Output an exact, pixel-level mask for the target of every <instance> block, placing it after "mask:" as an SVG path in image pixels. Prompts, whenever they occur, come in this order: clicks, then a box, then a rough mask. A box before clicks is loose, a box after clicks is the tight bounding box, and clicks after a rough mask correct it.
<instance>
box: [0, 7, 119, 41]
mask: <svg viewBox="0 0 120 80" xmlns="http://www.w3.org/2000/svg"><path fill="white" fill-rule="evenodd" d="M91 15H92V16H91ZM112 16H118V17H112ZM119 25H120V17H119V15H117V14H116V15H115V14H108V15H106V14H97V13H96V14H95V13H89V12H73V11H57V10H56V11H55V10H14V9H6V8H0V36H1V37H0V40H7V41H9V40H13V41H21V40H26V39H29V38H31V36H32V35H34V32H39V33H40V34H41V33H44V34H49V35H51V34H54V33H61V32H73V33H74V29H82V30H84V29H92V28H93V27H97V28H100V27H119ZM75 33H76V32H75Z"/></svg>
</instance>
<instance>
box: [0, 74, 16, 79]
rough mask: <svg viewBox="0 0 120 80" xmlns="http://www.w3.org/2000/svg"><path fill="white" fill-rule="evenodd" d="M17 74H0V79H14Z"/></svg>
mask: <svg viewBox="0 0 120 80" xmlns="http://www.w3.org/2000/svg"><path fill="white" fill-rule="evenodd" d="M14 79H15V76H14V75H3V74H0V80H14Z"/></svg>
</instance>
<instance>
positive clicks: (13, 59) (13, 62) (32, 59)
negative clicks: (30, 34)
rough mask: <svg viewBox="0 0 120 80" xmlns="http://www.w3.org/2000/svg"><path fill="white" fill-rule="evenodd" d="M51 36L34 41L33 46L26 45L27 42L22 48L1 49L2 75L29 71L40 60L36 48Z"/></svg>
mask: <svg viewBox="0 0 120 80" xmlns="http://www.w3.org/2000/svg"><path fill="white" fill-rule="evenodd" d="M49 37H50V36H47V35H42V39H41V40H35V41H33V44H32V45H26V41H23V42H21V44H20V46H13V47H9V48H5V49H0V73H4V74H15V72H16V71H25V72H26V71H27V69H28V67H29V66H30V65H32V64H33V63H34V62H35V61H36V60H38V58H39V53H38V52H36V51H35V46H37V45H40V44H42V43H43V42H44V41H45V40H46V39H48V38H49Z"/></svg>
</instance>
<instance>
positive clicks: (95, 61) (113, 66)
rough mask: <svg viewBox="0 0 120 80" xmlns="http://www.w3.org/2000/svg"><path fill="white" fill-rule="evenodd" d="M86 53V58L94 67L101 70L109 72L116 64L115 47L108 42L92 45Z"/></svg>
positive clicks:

····················

- Requirement:
Copy each line containing the word "positive" from the data.

- Result of this exercise:
positive clicks: (13, 59) (13, 62) (32, 59)
positive clicks: (95, 61) (113, 66)
positive clicks:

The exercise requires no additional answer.